Reproduce all entries precisely, down to the last character.

**SOURCE DATA:**
[Start of section]

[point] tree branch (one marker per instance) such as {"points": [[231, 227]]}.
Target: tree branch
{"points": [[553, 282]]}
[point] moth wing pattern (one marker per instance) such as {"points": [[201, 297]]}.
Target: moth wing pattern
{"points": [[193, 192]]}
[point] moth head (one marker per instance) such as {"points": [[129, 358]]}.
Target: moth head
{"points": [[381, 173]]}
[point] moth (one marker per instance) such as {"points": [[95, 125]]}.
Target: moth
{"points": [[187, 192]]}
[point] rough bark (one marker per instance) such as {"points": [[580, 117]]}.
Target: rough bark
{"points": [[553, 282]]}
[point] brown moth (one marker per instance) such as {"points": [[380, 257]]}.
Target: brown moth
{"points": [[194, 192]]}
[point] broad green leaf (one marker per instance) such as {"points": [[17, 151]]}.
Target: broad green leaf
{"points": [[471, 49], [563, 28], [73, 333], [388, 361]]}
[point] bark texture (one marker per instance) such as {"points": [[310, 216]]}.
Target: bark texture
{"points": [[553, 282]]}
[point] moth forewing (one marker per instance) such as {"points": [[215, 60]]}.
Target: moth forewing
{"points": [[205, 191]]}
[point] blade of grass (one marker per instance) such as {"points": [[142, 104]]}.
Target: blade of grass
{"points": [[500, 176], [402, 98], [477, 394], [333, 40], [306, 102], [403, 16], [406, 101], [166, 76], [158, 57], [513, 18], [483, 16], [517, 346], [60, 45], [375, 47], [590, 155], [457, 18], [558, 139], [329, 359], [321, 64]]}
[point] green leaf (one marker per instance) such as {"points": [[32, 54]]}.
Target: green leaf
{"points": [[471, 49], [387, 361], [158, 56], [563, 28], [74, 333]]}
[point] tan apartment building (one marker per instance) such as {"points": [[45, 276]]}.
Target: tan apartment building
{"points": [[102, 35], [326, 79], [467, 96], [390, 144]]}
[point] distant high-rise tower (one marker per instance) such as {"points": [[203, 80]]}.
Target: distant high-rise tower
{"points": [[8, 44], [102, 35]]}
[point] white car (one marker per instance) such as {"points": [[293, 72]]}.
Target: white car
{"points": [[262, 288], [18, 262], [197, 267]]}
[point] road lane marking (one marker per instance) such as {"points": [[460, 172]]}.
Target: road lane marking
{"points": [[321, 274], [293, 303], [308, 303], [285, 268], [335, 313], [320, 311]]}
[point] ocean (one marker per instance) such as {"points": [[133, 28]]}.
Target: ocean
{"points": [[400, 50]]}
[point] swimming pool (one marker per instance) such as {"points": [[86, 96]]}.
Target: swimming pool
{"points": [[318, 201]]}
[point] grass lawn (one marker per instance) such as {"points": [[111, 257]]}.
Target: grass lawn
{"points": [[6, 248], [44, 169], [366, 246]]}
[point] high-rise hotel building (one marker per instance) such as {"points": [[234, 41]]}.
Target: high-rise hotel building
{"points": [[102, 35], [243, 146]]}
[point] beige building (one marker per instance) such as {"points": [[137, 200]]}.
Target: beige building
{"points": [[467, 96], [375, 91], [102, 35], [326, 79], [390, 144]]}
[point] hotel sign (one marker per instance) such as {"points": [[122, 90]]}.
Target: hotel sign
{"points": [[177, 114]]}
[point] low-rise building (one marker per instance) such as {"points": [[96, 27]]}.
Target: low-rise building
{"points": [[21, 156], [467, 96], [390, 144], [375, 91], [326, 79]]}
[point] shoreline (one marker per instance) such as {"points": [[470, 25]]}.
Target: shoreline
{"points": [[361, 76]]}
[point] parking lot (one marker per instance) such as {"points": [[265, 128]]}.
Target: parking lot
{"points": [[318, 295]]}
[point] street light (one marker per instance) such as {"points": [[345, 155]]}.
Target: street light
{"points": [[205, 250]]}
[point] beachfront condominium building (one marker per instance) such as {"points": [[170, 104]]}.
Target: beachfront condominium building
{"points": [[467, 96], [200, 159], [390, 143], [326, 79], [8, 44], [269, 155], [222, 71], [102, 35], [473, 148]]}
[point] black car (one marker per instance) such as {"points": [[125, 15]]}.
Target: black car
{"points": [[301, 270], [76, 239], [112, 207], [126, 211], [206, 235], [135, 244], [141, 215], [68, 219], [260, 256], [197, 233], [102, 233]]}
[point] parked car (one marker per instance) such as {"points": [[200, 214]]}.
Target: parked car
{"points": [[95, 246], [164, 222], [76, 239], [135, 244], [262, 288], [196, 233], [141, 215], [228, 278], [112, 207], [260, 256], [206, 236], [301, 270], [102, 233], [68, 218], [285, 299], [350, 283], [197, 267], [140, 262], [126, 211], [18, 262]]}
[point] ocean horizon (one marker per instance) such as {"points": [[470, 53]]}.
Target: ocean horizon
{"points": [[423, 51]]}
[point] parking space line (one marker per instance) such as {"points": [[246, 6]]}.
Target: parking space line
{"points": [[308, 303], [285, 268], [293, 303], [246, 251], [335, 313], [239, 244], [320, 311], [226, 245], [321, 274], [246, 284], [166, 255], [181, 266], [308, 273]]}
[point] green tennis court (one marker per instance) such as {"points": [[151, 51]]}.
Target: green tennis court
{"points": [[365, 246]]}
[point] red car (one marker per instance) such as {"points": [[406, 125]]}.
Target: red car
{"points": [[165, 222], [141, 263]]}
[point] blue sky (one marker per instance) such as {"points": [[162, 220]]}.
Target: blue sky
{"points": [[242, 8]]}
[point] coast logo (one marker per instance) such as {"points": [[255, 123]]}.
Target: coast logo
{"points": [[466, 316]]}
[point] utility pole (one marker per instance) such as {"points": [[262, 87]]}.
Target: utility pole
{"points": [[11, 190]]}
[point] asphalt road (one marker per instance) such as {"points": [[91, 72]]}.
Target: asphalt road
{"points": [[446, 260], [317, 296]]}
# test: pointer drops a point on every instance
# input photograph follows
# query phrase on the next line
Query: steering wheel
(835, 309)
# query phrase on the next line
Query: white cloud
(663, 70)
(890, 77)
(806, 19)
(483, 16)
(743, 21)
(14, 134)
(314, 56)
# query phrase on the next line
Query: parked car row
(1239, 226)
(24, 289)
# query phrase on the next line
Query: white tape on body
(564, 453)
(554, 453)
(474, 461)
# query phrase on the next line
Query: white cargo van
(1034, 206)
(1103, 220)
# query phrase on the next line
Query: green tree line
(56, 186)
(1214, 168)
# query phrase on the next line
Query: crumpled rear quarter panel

[End of section]

**WRITTEN RESPONSE:**
[point] tree branch (one marker per instance) such as {"points": [[231, 227]]}.
Target: tree branch
{"points": [[553, 282]]}
[point] moth wing pattern (one marker per instance) such as {"points": [[201, 297]]}.
Target: moth wing pattern
{"points": [[193, 192]]}
[point] moth head (one marker per instance) such as {"points": [[129, 358]]}.
Target: moth head
{"points": [[381, 173]]}
[point] moth (one marker per instance) such as {"points": [[95, 125]]}.
Target: moth
{"points": [[187, 192]]}
[point] rough bark (one marker per instance) such as {"points": [[580, 117]]}.
Target: rough bark
{"points": [[553, 282]]}
[point] brown moth (one marker per instance) such as {"points": [[380, 257]]}.
Target: brown moth
{"points": [[194, 192]]}
[point] broad green leaf (one marker per instance) such as {"points": [[17, 151]]}.
Target: broad green leaf
{"points": [[471, 49], [563, 28], [73, 333], [388, 361]]}
[point] bark texture (one marker per instance) such as {"points": [[310, 216]]}.
Target: bark texture
{"points": [[553, 282]]}
[point] moth forewing (one marker per instance) such as {"points": [[215, 60]]}.
Target: moth forewing
{"points": [[205, 191]]}
[point] blade of grass (one marker per instance) such as {"points": [[142, 104]]}.
Target: blade of grass
{"points": [[500, 176], [402, 98], [477, 394], [333, 40], [306, 102], [403, 16], [406, 101], [166, 76], [158, 57], [513, 18], [483, 16], [517, 346], [60, 45], [375, 47], [590, 155], [457, 18], [558, 139], [329, 359], [321, 64]]}
[point] green leaf (one marker per instance) such as {"points": [[32, 54]]}.
Target: green leaf
{"points": [[471, 49], [387, 361], [158, 56], [563, 28], [74, 333]]}
[point] tan apartment building (one marker per instance) such as {"points": [[45, 276]]}.
Target: tan apartment building
{"points": [[102, 35], [326, 79], [467, 96], [390, 144]]}
[point] distant high-rise tower (one marker per instance) such as {"points": [[203, 80]]}.
Target: distant high-rise tower
{"points": [[8, 44], [102, 35]]}
[point] white car (one marker per instance) such as {"points": [[293, 72]]}.
Target: white car
{"points": [[262, 288], [18, 262], [197, 267]]}
[point] road lane marking (one marker per instance) such as {"points": [[460, 172]]}.
Target: road lane marking
{"points": [[321, 274], [293, 303], [308, 303], [285, 268], [335, 313], [320, 311]]}
[point] ocean (one marker per instance) such as {"points": [[133, 28]]}.
Target: ocean
{"points": [[400, 50]]}
[point] swimming pool (one marker per instance) such as {"points": [[86, 96]]}.
Target: swimming pool
{"points": [[318, 201]]}
[point] grass lawn (one marker per instance) such as {"points": [[111, 257]]}.
Target: grass lawn
{"points": [[6, 248], [44, 169], [366, 246]]}
[point] high-rise hotel building (one marker per instance) such as {"points": [[234, 41]]}.
Target: high-rise hotel building
{"points": [[102, 35], [243, 146]]}
[point] beige building (one marker per instance) such as {"points": [[137, 200]]}.
Target: beige building
{"points": [[467, 96], [375, 91], [102, 35], [326, 79], [390, 144]]}
[point] hotel sign (one marker per instance) such as {"points": [[122, 90]]}.
Target: hotel sign
{"points": [[177, 114]]}
[point] low-rise building (one marker per instance) such as {"points": [[96, 27]]}.
Target: low-rise building
{"points": [[21, 156], [467, 96], [390, 144], [375, 91], [326, 79]]}
[point] shoreline (one marker per instance) such as {"points": [[470, 25]]}.
Target: shoreline
{"points": [[361, 76]]}
[point] parking lot (one marker per instance) such as {"points": [[265, 128]]}.
Target: parking lot
{"points": [[318, 295]]}
[point] street light (one marker per instance) such as {"points": [[345, 155]]}.
Target: street light
{"points": [[205, 250]]}
[point] beachfront condominium building (one marker per instance) such as {"points": [[170, 104]]}.
Target: beachfront condominium building
{"points": [[467, 96], [200, 159], [390, 143], [326, 79], [8, 44], [269, 155], [222, 71], [102, 35], [473, 148]]}
[point] black car (one marker per instance) such as {"points": [[125, 15]]}.
Target: black car
{"points": [[301, 270], [76, 239], [112, 207], [126, 211], [206, 235], [135, 244], [141, 215], [68, 219], [260, 256], [197, 233], [102, 233]]}
[point] parked car (one marker per instance) such as {"points": [[200, 214]]}.
Target: parked car
{"points": [[95, 246], [164, 222], [76, 239], [135, 244], [262, 288], [196, 233], [141, 215], [228, 278], [112, 207], [260, 256], [206, 236], [301, 270], [102, 233], [68, 218], [285, 299], [350, 283], [197, 267], [140, 262], [126, 211], [18, 262]]}
[point] ocean horizon (one marker per instance) such as {"points": [[470, 53]]}.
Target: ocean horizon
{"points": [[423, 51]]}
[point] parking space line (one marker per instance) such as {"points": [[246, 6]]}.
Target: parking space line
{"points": [[308, 303], [285, 268], [293, 303], [246, 251], [335, 313], [239, 244], [320, 311], [226, 245], [321, 274], [246, 284], [166, 255], [181, 266], [308, 273]]}
[point] green tennis court (one marker per instance) such as {"points": [[151, 51]]}.
Target: green tennis court
{"points": [[365, 246]]}
[point] red car (one marker per instance) such as {"points": [[406, 125]]}.
Target: red car
{"points": [[165, 222], [141, 263]]}
[point] blue sky (one marker per instance) such as {"points": [[162, 220]]}.
Target: blue sky
{"points": [[242, 8]]}
[point] coast logo (one marker per instance) such as {"points": [[255, 123]]}.
Target: coast logo
{"points": [[466, 316]]}
[point] utility pole (one marker per instance) such as {"points": [[262, 87]]}.
Target: utility pole
{"points": [[11, 190]]}
[point] asphalt road (one marker per instance) such as {"points": [[91, 72]]}.
Target: asphalt road
{"points": [[446, 260], [317, 296]]}
# test: pointer drops a point on every instance
# input photograph follows
# query phrase on the next line
Query: steering wheel
(835, 309)
# query phrase on the next line
Query: white cloud
(663, 70)
(890, 77)
(806, 19)
(483, 16)
(743, 21)
(14, 134)
(314, 56)
# query phrase on the next line
Query: parked car row
(1239, 226)
(24, 289)
# query phrase on the next line
Query: white tape on body
(564, 453)
(554, 453)
(474, 461)
# query phrase on the next line
Query: white cargo van
(1034, 206)
(1103, 220)
# query phrase on the next line
Query: green tree line
(56, 186)
(1214, 168)
# query phrase on the next line
Query: crumpled rear quarter panel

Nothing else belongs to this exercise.